[Selected text — start]

Building a Bigger Search Engine
skreuzer writes "Wired is running a story about a distributed web crawler called Grub. People who choose to download and run the client will assist in building the Web's largest, most accurate database of URLs. This database will be used to improve existing search engines' results by increasing the frequency at which sites are crawled and indexed. Conceivably, Grub's distributed network could enable state information to be gathered on every document on the Internet, each and every day."
LookSmart hopes to tap the altruistic nature of many Internet users.
That unfortunately seems like a naively optimistic hope. While the
vast majority of people may be altruistic, it only takes a few
unscrupulous individuals to completely undermine a fair result.

[Selected text — finish]

◆ **Tasks to complete**:
- a) In the Grub crawler post, which publication is running the story about Grub?
- b) Write what comes next in the Grub crawler post, picking up after its last sentence.
The data that follows has nothing to do with any of this.

[Record set — start]

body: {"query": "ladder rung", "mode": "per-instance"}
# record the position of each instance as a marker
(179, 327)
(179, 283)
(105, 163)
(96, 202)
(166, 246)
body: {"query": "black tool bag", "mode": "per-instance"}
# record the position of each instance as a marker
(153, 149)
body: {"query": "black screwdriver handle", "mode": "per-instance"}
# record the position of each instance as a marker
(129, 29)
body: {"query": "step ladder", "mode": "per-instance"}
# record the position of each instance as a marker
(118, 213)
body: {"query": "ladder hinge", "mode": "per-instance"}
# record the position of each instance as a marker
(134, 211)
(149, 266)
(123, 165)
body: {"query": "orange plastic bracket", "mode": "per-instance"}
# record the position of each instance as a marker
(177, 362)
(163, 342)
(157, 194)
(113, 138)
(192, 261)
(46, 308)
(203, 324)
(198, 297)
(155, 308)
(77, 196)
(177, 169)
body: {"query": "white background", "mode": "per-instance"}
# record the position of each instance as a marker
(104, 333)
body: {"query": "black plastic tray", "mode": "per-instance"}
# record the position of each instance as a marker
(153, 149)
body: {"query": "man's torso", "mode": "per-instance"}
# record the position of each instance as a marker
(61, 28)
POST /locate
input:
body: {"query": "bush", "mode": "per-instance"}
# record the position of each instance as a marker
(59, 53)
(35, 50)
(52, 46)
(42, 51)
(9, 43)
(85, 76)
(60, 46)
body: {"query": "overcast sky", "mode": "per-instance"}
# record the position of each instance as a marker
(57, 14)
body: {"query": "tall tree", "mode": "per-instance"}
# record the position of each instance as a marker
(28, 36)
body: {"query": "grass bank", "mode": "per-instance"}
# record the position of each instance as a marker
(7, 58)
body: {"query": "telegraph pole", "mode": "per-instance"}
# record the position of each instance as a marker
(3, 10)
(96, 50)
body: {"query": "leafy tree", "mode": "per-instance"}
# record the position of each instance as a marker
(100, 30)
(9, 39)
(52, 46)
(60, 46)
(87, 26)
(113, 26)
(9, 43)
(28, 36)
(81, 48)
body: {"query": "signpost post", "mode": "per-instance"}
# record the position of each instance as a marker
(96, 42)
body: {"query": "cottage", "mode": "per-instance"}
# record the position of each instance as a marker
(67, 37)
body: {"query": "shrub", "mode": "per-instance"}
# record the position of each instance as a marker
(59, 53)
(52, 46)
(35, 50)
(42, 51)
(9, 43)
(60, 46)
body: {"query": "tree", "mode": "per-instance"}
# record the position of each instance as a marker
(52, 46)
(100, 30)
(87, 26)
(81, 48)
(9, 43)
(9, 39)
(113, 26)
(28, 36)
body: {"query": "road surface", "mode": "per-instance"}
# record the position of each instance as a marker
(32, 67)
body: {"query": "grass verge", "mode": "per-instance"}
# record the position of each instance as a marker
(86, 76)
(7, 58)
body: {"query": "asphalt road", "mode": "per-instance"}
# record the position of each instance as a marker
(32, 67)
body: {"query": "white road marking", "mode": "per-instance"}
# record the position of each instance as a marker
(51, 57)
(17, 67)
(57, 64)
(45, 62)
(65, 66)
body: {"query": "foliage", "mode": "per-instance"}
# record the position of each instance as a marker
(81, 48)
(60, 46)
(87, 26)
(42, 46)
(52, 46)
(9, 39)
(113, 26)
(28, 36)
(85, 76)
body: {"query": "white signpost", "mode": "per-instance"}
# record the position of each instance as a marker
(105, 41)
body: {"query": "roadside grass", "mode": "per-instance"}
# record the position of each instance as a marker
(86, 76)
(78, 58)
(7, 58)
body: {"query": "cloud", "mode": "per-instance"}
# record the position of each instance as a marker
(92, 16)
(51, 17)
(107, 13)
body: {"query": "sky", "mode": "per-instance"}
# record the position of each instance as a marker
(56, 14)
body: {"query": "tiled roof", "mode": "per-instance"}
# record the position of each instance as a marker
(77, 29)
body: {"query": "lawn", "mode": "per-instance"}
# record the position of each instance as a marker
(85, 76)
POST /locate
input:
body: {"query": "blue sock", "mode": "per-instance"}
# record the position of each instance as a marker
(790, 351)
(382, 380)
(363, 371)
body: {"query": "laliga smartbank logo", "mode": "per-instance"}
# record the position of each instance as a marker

[Record set — finish]

◆ **Responses per task**:
- a) Wired

- b)
It's interesting that this idea is an extension to Google's model in
many ways. Essentially Google is able to index so much of the
interent by having 50,000+ servers. I don't think that's what makes
Google such a useful search tool, rather I think it's accuracy and
relevancy. If my search results started getting poluted with bogus
hits, I would stop using it almost immediately.
Unfortunately, by letting people run the client on their machine and
having it send the results back to the server, I think spoofed
results are inevitable. I don't think it will be possible to
safeguard the results either, it will be interesting to see how well
this project survives *when* people start spoofing results. It's
been a problem for SETI@home, and it's something that undermined some
peoples faith in the project as a whole. If the spoofed results are
more widespread and have a larger impact as they would in a system
like this, it may ultimately prove fatal to the project.
One factor that has been asbolutely critical to Google's success has
been their ability to remain resistant to spoofing attempts. It's
still a question mark how well grub will perform in that context.
Doug Tolton
"The destruction of a value which is, will not bring value to that which isn't." -John Galt
I bet one of the big successes in Folding and distributed.net is that many people run the clients on work boxes, knowing that there's little actual overhead incurred to their work. How different that is for a URL sucker.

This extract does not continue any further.